== TASK INSTRUCTIONS ==
Please find all lines in the data that hold the string "clicks" and copy them.

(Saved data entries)
====

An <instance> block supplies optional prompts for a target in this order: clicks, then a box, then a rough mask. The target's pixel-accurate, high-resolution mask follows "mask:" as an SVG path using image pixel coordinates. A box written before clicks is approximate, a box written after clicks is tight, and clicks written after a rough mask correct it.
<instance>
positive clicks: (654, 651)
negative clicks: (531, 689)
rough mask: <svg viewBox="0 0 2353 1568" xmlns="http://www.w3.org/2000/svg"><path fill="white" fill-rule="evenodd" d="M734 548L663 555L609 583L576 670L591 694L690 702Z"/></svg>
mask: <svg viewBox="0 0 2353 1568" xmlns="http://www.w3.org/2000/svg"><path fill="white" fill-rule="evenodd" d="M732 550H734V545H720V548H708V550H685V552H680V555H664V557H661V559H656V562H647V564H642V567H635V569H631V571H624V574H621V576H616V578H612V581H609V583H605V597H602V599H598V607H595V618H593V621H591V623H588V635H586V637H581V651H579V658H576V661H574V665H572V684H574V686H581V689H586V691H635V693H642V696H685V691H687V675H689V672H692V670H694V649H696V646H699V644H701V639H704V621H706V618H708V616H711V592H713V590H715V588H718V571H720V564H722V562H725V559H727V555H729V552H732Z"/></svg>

====

== RESPONSE ==
An <instance> block supplies optional prompts for a target in this order: clicks, then a box, then a rough mask. The target's pixel-accurate, high-resolution mask follows "mask:" as an SVG path using image pixel coordinates. A box written before clicks is approximate, a box written after clicks is tight, and clicks written after a rough mask correct it.
positive clicks: (654, 651)
negative clicks: (531, 689)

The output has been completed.